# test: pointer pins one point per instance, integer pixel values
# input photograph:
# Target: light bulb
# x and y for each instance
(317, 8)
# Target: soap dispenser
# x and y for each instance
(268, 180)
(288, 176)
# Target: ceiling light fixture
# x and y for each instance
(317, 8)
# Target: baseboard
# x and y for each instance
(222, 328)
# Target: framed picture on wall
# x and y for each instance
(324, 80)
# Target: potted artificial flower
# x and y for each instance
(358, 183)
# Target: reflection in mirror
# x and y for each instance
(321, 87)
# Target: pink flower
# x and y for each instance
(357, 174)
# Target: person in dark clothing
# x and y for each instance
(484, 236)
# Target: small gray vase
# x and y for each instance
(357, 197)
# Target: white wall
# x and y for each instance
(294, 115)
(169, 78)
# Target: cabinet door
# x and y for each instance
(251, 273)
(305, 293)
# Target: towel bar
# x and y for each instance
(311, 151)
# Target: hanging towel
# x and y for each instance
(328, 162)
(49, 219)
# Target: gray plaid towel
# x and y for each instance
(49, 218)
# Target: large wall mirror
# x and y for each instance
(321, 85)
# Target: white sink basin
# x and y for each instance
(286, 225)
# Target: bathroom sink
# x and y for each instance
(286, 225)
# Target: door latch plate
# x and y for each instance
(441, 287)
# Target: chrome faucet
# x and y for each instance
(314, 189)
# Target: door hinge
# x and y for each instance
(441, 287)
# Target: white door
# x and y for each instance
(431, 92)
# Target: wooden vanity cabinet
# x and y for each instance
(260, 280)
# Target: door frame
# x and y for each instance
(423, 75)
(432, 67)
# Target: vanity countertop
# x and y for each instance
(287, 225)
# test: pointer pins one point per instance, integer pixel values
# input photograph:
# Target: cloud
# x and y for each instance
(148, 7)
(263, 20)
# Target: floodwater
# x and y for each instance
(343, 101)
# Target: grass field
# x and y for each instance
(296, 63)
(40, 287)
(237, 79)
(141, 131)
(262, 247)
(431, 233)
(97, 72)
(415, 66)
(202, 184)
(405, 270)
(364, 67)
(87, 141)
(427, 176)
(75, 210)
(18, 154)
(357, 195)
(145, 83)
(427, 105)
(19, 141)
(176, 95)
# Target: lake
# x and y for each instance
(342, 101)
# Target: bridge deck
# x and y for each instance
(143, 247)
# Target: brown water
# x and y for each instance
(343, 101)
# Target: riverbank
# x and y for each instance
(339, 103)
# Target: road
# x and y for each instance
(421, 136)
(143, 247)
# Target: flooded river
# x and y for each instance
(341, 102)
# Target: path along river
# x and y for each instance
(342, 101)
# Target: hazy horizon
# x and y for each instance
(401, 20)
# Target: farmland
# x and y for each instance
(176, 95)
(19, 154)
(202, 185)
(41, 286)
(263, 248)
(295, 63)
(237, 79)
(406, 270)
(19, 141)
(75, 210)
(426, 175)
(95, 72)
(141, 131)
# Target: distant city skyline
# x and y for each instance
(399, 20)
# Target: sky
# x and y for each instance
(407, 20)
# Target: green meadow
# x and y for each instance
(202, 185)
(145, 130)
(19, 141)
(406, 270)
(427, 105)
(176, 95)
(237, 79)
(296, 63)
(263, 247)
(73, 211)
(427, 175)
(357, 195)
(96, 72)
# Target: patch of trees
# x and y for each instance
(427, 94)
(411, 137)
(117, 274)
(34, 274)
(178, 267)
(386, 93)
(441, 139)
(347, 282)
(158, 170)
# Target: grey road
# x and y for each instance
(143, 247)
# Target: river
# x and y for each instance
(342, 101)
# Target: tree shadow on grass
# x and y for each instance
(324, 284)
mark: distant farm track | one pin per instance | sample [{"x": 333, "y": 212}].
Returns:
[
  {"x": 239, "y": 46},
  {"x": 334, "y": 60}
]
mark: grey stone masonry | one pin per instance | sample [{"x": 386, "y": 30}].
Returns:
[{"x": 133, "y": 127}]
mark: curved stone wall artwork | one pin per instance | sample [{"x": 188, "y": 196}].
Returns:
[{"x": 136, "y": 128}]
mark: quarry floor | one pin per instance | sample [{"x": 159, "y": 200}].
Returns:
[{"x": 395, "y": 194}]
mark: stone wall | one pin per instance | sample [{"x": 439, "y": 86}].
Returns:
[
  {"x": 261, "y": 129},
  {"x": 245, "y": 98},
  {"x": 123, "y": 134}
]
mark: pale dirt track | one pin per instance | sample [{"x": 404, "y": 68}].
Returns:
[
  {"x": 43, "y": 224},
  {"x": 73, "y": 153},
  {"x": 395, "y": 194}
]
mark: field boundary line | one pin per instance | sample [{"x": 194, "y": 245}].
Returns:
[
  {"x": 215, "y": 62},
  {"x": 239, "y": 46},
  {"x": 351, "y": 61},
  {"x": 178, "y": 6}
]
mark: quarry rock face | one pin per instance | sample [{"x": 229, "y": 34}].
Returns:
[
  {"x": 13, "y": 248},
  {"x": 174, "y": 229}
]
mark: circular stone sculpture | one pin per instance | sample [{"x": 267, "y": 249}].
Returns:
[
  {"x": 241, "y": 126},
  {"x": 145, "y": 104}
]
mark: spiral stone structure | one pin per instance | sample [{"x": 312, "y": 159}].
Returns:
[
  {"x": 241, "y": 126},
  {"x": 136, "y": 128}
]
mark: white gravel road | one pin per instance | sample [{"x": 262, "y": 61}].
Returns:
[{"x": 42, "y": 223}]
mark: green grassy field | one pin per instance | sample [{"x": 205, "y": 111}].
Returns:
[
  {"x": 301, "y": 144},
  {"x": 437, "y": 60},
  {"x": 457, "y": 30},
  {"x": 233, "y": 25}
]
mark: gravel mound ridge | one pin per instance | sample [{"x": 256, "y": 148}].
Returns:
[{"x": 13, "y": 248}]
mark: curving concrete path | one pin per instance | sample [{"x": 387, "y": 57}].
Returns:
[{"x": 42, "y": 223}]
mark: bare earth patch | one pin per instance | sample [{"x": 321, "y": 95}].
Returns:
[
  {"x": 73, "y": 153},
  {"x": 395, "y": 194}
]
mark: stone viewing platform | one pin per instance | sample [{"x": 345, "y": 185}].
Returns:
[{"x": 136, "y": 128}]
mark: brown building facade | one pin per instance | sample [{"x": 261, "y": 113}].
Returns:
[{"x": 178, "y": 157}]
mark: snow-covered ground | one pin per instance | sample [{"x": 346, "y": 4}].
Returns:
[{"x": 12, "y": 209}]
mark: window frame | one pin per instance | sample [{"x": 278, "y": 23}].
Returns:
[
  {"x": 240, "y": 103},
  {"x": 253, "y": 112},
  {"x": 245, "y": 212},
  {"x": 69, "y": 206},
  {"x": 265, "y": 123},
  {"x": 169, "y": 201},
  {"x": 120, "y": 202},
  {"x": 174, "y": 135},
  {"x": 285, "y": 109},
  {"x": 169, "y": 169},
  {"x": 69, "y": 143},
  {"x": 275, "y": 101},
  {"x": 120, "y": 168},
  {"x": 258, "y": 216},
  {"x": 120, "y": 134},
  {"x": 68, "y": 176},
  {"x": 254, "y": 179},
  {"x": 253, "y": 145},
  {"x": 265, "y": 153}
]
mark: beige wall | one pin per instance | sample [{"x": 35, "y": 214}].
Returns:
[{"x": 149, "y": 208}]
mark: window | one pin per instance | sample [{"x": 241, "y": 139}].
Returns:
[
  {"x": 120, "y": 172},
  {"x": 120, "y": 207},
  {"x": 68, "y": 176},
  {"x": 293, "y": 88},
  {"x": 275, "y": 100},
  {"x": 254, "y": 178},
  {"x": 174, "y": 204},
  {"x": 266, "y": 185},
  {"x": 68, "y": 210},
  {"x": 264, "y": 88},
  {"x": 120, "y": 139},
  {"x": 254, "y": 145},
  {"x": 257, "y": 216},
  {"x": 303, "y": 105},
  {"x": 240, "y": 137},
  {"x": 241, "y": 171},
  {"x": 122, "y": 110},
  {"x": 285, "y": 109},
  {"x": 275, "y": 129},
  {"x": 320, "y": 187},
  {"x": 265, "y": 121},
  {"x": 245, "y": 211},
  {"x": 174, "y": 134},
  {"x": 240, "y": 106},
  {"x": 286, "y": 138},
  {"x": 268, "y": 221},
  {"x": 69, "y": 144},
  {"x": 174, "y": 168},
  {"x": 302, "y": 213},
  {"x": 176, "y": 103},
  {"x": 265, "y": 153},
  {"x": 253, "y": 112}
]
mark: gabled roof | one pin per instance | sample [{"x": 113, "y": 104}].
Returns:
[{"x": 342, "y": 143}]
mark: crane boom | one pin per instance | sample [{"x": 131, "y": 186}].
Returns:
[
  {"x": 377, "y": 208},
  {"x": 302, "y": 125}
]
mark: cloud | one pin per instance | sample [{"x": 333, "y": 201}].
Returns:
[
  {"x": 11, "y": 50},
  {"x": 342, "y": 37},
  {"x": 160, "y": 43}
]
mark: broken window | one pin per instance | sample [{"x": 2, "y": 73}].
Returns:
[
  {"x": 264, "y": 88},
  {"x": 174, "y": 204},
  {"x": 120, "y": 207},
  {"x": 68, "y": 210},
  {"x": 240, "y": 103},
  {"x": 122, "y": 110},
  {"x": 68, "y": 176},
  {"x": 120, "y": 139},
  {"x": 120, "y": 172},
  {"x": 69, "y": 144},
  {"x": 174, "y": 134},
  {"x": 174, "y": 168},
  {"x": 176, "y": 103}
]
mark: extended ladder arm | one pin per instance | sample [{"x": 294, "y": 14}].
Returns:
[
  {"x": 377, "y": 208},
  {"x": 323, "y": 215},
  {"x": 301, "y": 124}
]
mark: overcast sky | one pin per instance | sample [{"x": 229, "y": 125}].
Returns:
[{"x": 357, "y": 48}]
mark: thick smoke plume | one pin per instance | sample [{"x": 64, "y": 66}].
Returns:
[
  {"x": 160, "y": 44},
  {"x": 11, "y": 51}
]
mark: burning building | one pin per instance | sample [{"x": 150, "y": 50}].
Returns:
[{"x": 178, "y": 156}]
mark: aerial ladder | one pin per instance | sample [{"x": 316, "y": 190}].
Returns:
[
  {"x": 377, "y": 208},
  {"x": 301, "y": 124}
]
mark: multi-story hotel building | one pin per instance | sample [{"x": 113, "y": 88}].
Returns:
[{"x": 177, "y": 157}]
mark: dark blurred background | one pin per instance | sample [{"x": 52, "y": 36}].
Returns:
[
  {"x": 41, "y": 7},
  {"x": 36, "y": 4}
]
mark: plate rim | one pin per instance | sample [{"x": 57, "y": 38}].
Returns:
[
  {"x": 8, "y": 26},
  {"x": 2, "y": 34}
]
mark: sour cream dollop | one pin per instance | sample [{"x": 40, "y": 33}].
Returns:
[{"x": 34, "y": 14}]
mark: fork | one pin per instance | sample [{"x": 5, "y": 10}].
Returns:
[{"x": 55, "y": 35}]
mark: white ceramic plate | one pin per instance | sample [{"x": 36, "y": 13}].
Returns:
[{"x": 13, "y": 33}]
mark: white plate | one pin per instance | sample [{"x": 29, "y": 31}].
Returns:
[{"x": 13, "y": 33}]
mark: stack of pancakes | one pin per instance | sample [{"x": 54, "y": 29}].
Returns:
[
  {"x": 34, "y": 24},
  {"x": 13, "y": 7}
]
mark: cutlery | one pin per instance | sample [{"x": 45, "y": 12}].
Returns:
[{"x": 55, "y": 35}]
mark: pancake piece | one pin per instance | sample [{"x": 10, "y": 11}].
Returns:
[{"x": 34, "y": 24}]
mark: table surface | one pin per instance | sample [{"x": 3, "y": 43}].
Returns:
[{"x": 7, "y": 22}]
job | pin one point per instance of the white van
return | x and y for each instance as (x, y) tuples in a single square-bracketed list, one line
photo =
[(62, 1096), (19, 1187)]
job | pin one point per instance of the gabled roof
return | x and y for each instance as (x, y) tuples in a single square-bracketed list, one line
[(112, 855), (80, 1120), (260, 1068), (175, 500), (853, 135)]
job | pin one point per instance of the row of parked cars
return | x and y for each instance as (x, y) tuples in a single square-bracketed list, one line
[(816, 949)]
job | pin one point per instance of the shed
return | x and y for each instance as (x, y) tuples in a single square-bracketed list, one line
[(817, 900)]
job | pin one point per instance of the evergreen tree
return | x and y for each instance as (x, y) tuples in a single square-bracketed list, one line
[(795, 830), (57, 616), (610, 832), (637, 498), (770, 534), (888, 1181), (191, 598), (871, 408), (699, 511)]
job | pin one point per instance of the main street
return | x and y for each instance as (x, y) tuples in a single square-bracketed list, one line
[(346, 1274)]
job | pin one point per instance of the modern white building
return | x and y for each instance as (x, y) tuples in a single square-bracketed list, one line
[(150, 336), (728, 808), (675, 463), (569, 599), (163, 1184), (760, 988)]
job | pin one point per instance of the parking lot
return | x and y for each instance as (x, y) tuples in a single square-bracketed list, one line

-*-*-

#### Directions:
Please print the material above exactly as it appears, from its first line through the line containing "# Target: bridge deck", inclusive, and stop there.

#### Result for this task:
# test: pointer pins one point per instance, integer pixel values
# input photograph:
# Target: light bulb
# x and y for each instance
(317, 8)
# Target: soap dispenser
# x and y for each instance
(268, 180)
(288, 176)
# Target: ceiling light fixture
# x and y for each instance
(317, 8)
# Target: baseboard
# x and y for each instance
(222, 328)
# Target: framed picture on wall
# x and y for each instance
(324, 80)
# Target: potted artificial flower
# x and y for each instance
(358, 183)
# Target: reflection in mirror
# x and y for each instance
(321, 87)
# Target: pink flower
# x and y for each instance
(357, 174)
# Target: person in dark clothing
# x and y for each instance
(484, 236)
# Target: small gray vase
# x and y for each instance
(357, 197)
# Target: white wall
# x and y for each instance
(294, 115)
(169, 78)
# Target: cabinet door
# x and y for each instance
(251, 273)
(305, 293)
# Target: towel bar
# x and y for each instance
(311, 151)
# Target: hanging towel
# x and y for each instance
(328, 162)
(49, 219)
# Target: gray plaid towel
# x and y for each instance
(49, 218)
# Target: large wall mirror
# x and y for each instance
(321, 85)
# Target: white sink basin
# x and y for each instance
(286, 225)
# Target: bathroom sink
# x and y for each instance
(286, 225)
# Target: door latch plate
# x and y for each instance
(441, 287)
# Target: chrome faucet
# x and y for each instance
(314, 189)
# Target: door hinge
# x and y for each instance
(441, 287)
# Target: white door
# x and y for each instance
(431, 92)
# Target: wooden vanity cabinet
# x and y for each instance
(260, 280)
# Target: door frame
# x and y for each instance
(423, 75)
(432, 67)
# Target: vanity countertop
# x and y for each instance
(287, 225)
# test: pointer pins one point per instance, integer pixel values
# input photograph:
# Target: cloud
# x and y for each instance
(148, 7)
(263, 20)
# Target: floodwater
# x and y for each instance
(343, 101)
# Target: grass field
# x and y for each instance
(296, 63)
(40, 287)
(237, 79)
(141, 131)
(262, 247)
(431, 233)
(97, 72)
(415, 66)
(202, 184)
(405, 270)
(364, 67)
(87, 141)
(427, 176)
(75, 210)
(18, 154)
(357, 195)
(145, 83)
(427, 105)
(19, 141)
(176, 95)
# Target: lake
# x and y for each instance
(342, 101)
# Target: bridge deck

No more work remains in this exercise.